▶ _Records supplied_:

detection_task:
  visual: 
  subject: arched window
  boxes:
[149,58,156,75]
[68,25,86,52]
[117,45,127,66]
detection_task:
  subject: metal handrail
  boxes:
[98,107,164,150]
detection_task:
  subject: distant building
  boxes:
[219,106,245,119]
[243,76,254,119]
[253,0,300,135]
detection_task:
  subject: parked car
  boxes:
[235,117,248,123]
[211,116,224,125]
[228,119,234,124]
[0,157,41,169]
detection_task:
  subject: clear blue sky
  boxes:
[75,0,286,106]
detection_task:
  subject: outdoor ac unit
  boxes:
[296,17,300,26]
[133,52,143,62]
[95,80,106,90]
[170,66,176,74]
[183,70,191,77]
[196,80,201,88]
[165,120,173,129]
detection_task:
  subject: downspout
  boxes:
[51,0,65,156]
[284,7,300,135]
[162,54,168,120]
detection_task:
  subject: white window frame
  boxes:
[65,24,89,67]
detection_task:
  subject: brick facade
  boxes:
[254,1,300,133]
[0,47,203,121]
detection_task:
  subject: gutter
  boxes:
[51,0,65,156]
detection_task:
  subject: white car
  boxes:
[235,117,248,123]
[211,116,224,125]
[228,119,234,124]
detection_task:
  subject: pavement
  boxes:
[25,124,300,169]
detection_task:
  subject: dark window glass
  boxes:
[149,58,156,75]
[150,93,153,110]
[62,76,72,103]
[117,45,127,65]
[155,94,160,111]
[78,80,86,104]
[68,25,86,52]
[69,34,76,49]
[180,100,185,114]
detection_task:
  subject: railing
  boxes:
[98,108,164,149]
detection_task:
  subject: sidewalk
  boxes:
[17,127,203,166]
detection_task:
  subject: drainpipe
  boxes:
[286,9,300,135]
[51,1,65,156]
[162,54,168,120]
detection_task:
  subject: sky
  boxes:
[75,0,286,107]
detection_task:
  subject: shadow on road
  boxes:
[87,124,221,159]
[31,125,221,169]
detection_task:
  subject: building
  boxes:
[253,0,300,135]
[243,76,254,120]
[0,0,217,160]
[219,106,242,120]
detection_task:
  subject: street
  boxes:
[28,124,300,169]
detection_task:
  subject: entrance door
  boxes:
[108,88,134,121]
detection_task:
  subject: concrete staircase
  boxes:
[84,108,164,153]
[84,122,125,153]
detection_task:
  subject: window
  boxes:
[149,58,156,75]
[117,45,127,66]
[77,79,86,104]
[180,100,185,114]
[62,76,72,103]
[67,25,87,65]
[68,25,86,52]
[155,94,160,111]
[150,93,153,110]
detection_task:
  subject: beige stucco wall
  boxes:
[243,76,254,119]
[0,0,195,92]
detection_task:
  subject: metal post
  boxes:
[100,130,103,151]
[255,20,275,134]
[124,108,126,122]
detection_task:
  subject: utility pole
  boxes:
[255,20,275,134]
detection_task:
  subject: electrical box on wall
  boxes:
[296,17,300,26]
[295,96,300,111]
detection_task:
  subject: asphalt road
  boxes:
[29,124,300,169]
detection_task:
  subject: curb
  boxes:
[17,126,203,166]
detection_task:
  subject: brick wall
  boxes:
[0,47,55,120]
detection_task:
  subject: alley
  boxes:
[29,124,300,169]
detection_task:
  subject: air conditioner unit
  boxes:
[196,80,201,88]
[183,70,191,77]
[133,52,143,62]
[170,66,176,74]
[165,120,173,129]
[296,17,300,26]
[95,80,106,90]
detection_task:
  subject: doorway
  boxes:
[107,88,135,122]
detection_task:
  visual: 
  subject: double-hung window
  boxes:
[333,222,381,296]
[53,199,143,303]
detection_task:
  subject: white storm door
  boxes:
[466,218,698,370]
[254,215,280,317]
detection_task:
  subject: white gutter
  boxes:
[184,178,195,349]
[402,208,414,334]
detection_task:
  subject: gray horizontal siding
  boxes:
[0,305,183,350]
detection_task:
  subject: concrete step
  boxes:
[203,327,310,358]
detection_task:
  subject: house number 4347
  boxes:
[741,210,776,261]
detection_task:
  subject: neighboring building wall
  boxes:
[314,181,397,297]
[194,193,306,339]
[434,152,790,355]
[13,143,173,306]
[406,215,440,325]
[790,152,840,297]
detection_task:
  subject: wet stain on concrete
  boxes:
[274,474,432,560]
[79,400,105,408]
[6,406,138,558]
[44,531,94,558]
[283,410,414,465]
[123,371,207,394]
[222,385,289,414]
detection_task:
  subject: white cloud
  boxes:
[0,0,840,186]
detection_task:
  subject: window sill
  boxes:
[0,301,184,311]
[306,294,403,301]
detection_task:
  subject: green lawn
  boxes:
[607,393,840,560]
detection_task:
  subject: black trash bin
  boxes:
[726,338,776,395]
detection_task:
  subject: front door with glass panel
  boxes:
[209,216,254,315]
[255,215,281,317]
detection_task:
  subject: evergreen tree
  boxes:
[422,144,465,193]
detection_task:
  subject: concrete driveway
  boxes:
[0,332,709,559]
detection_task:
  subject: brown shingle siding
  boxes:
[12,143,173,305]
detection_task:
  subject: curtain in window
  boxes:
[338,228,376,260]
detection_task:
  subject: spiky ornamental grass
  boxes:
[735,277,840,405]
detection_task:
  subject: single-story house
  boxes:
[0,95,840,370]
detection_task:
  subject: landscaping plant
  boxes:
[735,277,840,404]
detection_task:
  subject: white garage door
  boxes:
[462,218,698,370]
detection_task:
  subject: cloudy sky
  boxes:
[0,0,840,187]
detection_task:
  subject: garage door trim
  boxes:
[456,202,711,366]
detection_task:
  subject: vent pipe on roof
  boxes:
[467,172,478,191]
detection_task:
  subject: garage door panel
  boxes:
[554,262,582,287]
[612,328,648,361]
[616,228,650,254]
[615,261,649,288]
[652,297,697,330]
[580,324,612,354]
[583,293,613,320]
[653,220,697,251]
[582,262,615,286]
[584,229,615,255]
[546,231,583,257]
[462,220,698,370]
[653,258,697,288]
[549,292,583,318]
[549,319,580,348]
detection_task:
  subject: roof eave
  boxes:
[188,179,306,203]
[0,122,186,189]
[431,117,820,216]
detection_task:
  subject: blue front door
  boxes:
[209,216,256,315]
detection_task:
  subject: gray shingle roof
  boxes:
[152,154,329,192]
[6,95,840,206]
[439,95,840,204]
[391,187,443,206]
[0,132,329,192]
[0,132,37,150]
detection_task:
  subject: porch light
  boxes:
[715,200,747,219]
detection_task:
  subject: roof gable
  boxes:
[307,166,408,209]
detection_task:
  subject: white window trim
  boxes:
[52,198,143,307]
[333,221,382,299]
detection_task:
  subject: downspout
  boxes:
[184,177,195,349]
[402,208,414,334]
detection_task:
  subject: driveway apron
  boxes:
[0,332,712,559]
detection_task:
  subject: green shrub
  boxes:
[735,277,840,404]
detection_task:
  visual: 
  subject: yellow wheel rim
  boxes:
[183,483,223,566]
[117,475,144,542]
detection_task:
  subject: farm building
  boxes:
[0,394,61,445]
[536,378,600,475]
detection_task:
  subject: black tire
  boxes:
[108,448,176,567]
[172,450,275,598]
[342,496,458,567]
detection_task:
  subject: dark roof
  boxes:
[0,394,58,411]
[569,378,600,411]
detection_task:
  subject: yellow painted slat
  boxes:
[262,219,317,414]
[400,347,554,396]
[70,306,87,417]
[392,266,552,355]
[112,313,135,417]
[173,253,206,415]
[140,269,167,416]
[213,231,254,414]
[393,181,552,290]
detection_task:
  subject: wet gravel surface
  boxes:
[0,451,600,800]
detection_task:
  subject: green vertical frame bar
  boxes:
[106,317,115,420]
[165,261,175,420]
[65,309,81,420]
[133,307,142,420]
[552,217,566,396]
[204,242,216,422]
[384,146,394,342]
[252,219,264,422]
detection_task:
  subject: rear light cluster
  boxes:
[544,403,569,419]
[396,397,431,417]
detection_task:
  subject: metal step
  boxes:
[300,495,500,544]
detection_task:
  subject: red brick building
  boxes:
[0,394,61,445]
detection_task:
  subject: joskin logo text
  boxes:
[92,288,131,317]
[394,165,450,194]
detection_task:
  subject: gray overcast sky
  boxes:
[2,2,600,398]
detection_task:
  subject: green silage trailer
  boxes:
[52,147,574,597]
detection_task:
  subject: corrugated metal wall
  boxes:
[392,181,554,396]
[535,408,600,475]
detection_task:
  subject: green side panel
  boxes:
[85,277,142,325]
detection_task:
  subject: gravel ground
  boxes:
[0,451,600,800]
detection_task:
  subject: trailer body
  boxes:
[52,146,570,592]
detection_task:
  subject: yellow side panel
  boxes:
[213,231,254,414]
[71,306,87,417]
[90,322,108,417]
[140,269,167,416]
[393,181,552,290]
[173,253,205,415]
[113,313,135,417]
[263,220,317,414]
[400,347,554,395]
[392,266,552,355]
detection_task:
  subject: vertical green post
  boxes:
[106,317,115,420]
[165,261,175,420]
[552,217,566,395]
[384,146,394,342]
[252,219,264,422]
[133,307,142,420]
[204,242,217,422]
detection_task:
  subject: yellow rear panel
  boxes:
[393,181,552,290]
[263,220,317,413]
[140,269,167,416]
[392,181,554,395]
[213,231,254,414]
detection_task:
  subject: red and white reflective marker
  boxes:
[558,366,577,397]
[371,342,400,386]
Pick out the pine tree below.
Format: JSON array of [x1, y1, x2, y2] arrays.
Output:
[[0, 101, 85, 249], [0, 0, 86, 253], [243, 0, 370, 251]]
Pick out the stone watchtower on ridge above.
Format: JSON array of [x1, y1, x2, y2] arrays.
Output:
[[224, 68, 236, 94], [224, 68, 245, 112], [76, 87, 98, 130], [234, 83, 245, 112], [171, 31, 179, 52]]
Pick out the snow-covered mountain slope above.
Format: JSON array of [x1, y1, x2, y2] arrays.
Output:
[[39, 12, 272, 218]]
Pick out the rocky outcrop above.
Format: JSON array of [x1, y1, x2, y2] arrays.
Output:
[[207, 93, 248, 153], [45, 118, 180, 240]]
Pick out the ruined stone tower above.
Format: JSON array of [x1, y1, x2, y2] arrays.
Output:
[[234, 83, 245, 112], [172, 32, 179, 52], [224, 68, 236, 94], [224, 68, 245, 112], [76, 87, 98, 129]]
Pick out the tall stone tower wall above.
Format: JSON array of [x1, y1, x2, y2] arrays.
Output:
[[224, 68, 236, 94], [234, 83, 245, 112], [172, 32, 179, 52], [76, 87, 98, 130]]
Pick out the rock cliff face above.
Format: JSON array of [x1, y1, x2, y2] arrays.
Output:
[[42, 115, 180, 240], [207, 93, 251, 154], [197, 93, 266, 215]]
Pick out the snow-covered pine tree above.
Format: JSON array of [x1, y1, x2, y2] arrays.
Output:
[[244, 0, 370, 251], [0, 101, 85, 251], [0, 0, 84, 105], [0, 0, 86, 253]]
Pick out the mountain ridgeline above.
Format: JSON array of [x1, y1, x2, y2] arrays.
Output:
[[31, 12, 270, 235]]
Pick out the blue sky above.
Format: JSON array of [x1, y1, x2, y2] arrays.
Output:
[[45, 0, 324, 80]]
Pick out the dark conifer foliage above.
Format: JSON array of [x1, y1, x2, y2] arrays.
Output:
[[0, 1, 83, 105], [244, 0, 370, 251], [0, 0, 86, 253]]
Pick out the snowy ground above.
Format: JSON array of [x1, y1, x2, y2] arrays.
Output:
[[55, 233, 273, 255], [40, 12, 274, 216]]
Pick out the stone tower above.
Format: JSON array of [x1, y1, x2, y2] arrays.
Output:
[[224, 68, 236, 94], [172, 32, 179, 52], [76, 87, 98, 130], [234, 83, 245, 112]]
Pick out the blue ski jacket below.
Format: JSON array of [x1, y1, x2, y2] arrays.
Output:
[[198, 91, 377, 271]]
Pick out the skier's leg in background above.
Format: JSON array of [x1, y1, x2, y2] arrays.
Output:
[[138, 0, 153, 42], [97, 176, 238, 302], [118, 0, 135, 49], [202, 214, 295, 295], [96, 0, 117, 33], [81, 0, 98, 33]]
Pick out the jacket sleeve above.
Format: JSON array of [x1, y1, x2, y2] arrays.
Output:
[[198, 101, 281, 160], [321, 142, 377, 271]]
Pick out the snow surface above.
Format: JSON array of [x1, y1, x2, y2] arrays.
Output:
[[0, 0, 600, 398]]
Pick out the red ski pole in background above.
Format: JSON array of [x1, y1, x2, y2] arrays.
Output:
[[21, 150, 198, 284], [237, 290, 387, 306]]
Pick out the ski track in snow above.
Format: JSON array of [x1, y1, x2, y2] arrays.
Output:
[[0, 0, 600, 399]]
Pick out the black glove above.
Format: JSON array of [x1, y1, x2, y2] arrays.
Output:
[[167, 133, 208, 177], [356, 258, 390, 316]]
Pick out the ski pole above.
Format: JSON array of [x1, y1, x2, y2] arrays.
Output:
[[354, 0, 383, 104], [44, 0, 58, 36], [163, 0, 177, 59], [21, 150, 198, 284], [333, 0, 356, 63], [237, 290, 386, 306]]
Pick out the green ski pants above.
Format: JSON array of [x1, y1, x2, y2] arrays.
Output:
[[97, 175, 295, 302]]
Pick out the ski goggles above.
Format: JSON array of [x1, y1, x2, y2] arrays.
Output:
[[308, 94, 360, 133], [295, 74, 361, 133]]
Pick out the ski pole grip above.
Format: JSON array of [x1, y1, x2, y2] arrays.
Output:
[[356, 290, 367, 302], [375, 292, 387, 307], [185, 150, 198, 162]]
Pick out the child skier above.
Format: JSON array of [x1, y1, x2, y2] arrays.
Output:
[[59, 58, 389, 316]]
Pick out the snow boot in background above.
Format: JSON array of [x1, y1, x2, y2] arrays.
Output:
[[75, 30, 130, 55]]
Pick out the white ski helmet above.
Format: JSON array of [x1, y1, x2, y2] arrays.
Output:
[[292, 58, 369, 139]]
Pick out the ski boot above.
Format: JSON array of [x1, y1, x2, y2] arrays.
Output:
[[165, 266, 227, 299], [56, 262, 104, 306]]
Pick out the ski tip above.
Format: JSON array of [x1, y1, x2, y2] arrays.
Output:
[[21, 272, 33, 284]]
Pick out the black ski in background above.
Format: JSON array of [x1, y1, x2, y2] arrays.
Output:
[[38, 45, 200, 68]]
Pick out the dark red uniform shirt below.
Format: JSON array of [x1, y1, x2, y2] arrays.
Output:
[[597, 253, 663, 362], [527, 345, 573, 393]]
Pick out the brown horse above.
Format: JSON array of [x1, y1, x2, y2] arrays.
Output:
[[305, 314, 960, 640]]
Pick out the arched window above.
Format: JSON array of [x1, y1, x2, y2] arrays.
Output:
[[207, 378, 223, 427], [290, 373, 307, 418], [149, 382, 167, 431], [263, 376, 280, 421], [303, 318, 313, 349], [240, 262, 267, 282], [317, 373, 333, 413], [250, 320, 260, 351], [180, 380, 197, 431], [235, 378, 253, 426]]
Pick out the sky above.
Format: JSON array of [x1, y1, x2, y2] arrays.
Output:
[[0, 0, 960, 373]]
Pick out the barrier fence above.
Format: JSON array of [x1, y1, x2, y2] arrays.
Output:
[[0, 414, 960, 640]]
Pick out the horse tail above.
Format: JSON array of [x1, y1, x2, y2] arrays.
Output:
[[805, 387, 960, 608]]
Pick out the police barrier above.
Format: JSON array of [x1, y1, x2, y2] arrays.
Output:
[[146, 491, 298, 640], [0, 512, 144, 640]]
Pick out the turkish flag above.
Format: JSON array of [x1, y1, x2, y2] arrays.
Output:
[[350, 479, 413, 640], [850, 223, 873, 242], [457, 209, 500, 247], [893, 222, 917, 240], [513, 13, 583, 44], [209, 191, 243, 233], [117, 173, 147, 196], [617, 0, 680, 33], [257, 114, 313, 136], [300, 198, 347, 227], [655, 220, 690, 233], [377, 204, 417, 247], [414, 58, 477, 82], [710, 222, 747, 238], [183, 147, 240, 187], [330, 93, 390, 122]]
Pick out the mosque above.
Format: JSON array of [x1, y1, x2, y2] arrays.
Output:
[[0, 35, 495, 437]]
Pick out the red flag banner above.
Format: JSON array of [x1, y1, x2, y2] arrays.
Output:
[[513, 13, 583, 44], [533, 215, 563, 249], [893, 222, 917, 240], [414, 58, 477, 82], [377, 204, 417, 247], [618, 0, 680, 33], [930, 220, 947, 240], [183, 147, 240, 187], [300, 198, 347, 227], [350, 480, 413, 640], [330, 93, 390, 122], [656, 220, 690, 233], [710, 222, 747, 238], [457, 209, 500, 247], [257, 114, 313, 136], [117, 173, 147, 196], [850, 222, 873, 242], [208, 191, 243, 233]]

▶ _Requirements_: Report how many lines of the data above contain the string "post", counting only case-sensitive matches. Give the number alone.

▶ _Task response_: 2